= TASK TO COMPLETE =
Please print the listing below verbatim, from its first line through the line containing "Provide the mask", both ends included.
-- RECORD LIST start --
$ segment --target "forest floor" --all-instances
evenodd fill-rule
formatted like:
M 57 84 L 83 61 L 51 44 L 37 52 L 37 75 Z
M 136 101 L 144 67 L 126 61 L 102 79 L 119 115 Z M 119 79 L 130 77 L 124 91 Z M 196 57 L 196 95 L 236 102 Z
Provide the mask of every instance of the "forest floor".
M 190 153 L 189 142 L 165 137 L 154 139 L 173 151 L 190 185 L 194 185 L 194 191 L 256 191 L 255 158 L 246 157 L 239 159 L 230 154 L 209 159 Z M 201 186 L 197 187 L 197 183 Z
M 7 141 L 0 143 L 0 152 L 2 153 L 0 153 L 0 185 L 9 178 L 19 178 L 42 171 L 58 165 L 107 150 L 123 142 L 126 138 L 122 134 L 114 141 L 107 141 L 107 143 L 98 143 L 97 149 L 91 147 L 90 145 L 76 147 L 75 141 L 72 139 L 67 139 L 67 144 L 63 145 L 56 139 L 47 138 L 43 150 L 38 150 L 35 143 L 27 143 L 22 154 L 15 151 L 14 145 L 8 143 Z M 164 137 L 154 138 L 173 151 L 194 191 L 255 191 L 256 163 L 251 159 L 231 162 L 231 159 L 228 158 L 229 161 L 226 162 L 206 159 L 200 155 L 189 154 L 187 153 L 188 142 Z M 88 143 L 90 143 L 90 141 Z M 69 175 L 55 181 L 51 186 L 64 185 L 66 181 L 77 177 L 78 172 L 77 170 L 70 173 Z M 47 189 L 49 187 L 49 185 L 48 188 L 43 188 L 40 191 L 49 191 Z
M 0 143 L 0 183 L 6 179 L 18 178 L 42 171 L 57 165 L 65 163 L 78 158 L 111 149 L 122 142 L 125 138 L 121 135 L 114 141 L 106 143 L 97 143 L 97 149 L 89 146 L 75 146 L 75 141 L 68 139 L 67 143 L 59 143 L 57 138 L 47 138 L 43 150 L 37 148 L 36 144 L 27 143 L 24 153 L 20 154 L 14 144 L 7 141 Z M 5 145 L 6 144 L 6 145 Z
-- RECORD LIST end --
= REPLY =
$ segment --target "forest floor" --all-instances
evenodd fill-rule
formatted like:
M 57 84 L 83 61 L 51 44 L 37 52 L 37 75 Z
M 136 101 L 144 67 L 126 61 L 102 79 L 119 115 Z M 119 79 L 130 77 L 124 91 Z M 196 57 L 196 95 L 236 102 Z
Provide the mask of every instance of the "forest floor".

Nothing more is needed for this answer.